TCM recently had a Charlie Chaplin day in its annual “Summer Under the Stars” festival, and Michael Tisserand alerted me to a nifty sequence in A King in New York (1957), Chaplin’s second-to-last film and the last in which he appeared. (The final film he directed was A Countess from Hong Kong, in 1967.) He plays the king of a mythical country who is forced out by revolution; his name, Shahdav, suggests a reference to the Shah of Iran, who ruled from 1941 till 1979. Shadav’s destination is New York, just like Eddie Murphy’s African king in Coming to America (1988).

As students of cinema know, Chaplin went into semi-voluntary exile from the United States in 1952, not returning until 1972, when he received an honorary Academy Award. As a result, the satire or critique of U.S. culture, politics, and mores that constitutes a great deal of A King in New York is necessarily a bit second-hand. A lot of it is very sharp nonetheless.

■ ■ ■

**Problems and tasks:**
A. Write out, word for word, the passage on Chaplin's A King in New York, starting at the words "TCM recently had" and ending after "to America (1988).".
B. Pick up the passage on Chaplin's A King in New York after its last sentence and continue it.
The items that come next were taken from a different source.

**Data supplied:**
■ ■ ■

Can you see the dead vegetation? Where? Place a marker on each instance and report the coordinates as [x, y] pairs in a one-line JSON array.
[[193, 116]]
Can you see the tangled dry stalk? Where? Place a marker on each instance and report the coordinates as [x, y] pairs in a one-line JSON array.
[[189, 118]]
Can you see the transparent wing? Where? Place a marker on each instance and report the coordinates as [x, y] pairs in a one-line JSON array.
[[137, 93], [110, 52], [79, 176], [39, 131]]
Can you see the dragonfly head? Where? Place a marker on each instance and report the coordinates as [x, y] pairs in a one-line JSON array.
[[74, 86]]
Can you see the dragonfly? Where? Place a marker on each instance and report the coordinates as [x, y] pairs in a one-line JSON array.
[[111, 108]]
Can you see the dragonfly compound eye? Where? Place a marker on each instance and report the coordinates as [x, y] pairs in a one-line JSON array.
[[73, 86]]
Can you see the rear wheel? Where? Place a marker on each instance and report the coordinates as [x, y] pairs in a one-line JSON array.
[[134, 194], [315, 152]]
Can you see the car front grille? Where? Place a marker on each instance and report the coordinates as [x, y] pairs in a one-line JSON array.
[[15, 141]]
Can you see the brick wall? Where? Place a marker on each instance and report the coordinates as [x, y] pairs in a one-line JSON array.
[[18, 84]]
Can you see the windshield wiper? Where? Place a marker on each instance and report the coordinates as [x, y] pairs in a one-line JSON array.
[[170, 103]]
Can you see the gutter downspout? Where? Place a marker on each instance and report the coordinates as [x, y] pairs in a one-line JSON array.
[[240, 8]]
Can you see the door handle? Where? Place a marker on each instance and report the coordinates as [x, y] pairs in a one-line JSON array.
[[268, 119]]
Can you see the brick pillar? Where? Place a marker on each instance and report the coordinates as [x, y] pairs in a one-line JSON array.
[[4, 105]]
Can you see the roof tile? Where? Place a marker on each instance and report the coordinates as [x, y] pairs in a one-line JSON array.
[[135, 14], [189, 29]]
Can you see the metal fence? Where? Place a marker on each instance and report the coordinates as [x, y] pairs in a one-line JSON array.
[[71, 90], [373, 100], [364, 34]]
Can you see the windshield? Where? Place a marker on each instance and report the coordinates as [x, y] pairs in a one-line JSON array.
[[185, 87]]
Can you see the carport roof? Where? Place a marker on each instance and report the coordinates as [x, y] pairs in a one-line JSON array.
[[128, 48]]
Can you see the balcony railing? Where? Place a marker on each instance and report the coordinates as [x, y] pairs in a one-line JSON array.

■ ■ ■

**Task-by-task answers:**
A.
TCM recently had a Charlie Chaplin day in its annual “Summer Under the Stars” festival, and Michael Tisserand alerted me to a nifty sequence in A King in New York (1957), Chaplin’s second-to-last film and the last in which he appeared. (The final film he directed was A Countess from Hong Kong, in 1967.) He plays the king of a mythical country who is forced out by revolution; his name, Shahdav, suggests a reference to the Shah of Iran, who ruled from 1941 till 1979. Shadav’s destination is New York, just like Eddie Murphy’s African king in Coming to America (1988).

B.
In this scene, Shahdov has just arrived in the city and has a night to kill before attending to his principal business, going to a bank and withdrawing his country’s national treasury. Ambassador Jaume (Oliver Johnston) suggests taking in a movie. When they arrive at the theater, a rock-and-roll show is just finishing up. And here’s where a bit of second-hand feel comes in. The supposed rock music sounds more like ’40s hot jazz, and the latter-day bobby-soxers in the audience show their appreciation by clapping and full-throatedly cheering, as if they were at a baseball game; in reality, at least since Elvis’s ascent the year before, screams were de rigeur.

But the satire of movies, seen in the coming attractions, is absolutely on-point, and hilarious. No surprise there — forty years earlier, Chaplin had more or less invented popular cinema, and he had clearly kept a jaundiced eye on its fashions and conventions, notably poor marksmanship.

“I gotta kill ya, honey — it’s for your own good,” is rich.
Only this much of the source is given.